Written instruction – Extract the whole listing as it stands. Do not include the pictures.

Data extract –
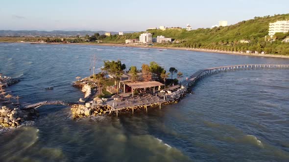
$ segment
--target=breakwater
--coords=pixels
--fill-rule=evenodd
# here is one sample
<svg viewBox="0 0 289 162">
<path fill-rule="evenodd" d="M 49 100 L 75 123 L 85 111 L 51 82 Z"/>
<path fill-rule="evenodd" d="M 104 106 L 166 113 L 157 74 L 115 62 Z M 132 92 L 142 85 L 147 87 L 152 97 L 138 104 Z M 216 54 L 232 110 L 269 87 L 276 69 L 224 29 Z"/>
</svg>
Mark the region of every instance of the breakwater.
<svg viewBox="0 0 289 162">
<path fill-rule="evenodd" d="M 115 113 L 118 116 L 119 112 L 131 112 L 132 114 L 136 110 L 145 109 L 147 112 L 148 107 L 159 107 L 163 104 L 171 104 L 177 101 L 184 97 L 194 83 L 200 78 L 205 76 L 221 72 L 250 70 L 264 68 L 289 68 L 288 64 L 241 64 L 218 66 L 200 70 L 191 75 L 190 78 L 181 82 L 182 85 L 174 92 L 166 91 L 165 95 L 153 96 L 147 94 L 142 96 L 131 97 L 123 101 L 112 100 L 107 101 L 101 100 L 99 105 L 91 101 L 86 105 L 74 105 L 71 110 L 73 118 L 88 117 L 91 115 L 98 115 L 104 114 Z"/>
</svg>

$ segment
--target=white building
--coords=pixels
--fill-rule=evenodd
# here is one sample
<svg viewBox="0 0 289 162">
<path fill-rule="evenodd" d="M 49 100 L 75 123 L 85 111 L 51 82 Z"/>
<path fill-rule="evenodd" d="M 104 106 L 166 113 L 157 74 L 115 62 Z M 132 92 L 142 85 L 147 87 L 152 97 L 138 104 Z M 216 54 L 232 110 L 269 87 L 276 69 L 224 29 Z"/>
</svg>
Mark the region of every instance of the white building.
<svg viewBox="0 0 289 162">
<path fill-rule="evenodd" d="M 167 43 L 168 42 L 171 42 L 171 38 L 166 38 L 165 36 L 157 36 L 157 38 L 152 38 L 152 42 L 159 43 Z"/>
<path fill-rule="evenodd" d="M 125 40 L 125 43 L 126 44 L 130 44 L 130 43 L 135 43 L 137 41 L 137 40 L 136 40 L 136 39 Z"/>
<path fill-rule="evenodd" d="M 276 33 L 286 33 L 288 31 L 289 31 L 289 20 L 277 20 L 269 24 L 269 35 L 271 37 Z"/>
<path fill-rule="evenodd" d="M 284 42 L 286 42 L 286 43 L 288 43 L 289 42 L 289 37 L 285 38 L 285 39 L 283 40 L 283 41 Z"/>
<path fill-rule="evenodd" d="M 228 21 L 222 20 L 219 21 L 219 26 L 228 26 Z"/>
<path fill-rule="evenodd" d="M 249 42 L 250 40 L 240 40 L 240 43 L 249 43 Z"/>
<path fill-rule="evenodd" d="M 166 27 L 165 26 L 160 26 L 160 29 L 162 30 L 166 30 Z"/>
<path fill-rule="evenodd" d="M 148 28 L 146 29 L 146 30 L 155 30 L 157 29 L 156 27 L 149 27 Z"/>
<path fill-rule="evenodd" d="M 212 28 L 214 28 L 215 27 L 219 27 L 219 25 L 213 25 L 213 26 L 212 26 Z"/>
<path fill-rule="evenodd" d="M 192 30 L 192 27 L 191 27 L 191 25 L 189 24 L 187 24 L 187 27 L 186 28 L 186 30 L 187 31 L 191 31 Z"/>
<path fill-rule="evenodd" d="M 149 33 L 144 33 L 140 36 L 140 42 L 143 43 L 151 43 L 152 34 Z"/>
</svg>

Task solution –
$ segment
--target=breakwater
--coords=pixels
--fill-rule=evenodd
# here is one sample
<svg viewBox="0 0 289 162">
<path fill-rule="evenodd" d="M 49 100 L 75 123 L 85 111 L 51 82 Z"/>
<path fill-rule="evenodd" d="M 104 106 L 166 113 L 157 74 L 115 62 Z M 132 92 L 142 85 L 147 87 L 152 97 L 138 104 Z M 216 54 L 232 110 L 269 87 L 276 69 L 224 29 Z"/>
</svg>
Mark the region of every instance of the breakwater.
<svg viewBox="0 0 289 162">
<path fill-rule="evenodd" d="M 115 113 L 118 116 L 119 112 L 131 112 L 132 114 L 136 110 L 145 109 L 147 112 L 148 107 L 159 107 L 163 104 L 171 104 L 177 101 L 184 97 L 194 83 L 200 78 L 205 76 L 221 72 L 250 70 L 264 68 L 289 68 L 288 64 L 241 64 L 218 66 L 200 70 L 191 75 L 190 78 L 181 82 L 182 85 L 174 92 L 166 91 L 165 95 L 153 96 L 147 94 L 142 96 L 131 97 L 123 101 L 112 100 L 107 101 L 101 100 L 99 105 L 91 101 L 86 105 L 74 105 L 71 110 L 73 118 L 88 117 L 91 115 L 98 115 L 104 114 Z"/>
</svg>

$ segment
--target=white building
--coords=pixels
--fill-rule=evenodd
# here is one sample
<svg viewBox="0 0 289 162">
<path fill-rule="evenodd" d="M 49 100 L 75 123 L 85 111 L 51 82 Z"/>
<path fill-rule="evenodd" d="M 104 106 L 166 113 L 157 74 L 115 62 Z M 132 92 L 142 85 L 147 87 L 152 97 L 138 104 Z M 216 54 L 232 110 L 269 87 L 276 69 L 224 29 Z"/>
</svg>
Mark the region of every instance of the white building.
<svg viewBox="0 0 289 162">
<path fill-rule="evenodd" d="M 167 43 L 168 42 L 171 42 L 171 38 L 166 38 L 165 36 L 157 36 L 157 38 L 152 38 L 152 42 L 159 43 Z"/>
<path fill-rule="evenodd" d="M 125 40 L 125 43 L 126 44 L 130 44 L 130 43 L 135 43 L 137 41 L 137 40 L 136 40 L 136 39 Z"/>
<path fill-rule="evenodd" d="M 276 33 L 286 33 L 288 31 L 289 31 L 289 20 L 277 20 L 269 24 L 269 35 L 271 37 Z"/>
<path fill-rule="evenodd" d="M 284 42 L 286 42 L 286 43 L 288 43 L 289 42 L 289 37 L 285 38 L 285 39 L 283 40 L 283 41 Z"/>
<path fill-rule="evenodd" d="M 228 21 L 222 20 L 219 21 L 219 26 L 228 26 Z"/>
<path fill-rule="evenodd" d="M 249 42 L 250 40 L 240 40 L 240 43 L 249 43 Z"/>
<path fill-rule="evenodd" d="M 166 27 L 165 26 L 160 26 L 160 29 L 162 30 L 166 30 Z"/>
<path fill-rule="evenodd" d="M 148 28 L 146 29 L 146 30 L 155 30 L 157 29 L 156 27 L 149 27 Z"/>
<path fill-rule="evenodd" d="M 212 28 L 214 28 L 215 27 L 219 27 L 219 25 L 213 25 L 213 26 L 212 26 Z"/>
<path fill-rule="evenodd" d="M 192 30 L 192 27 L 191 27 L 191 25 L 189 24 L 187 24 L 187 27 L 186 28 L 186 30 L 187 31 L 191 31 Z"/>
<path fill-rule="evenodd" d="M 149 33 L 144 33 L 140 36 L 140 42 L 143 43 L 151 43 L 152 34 Z"/>
</svg>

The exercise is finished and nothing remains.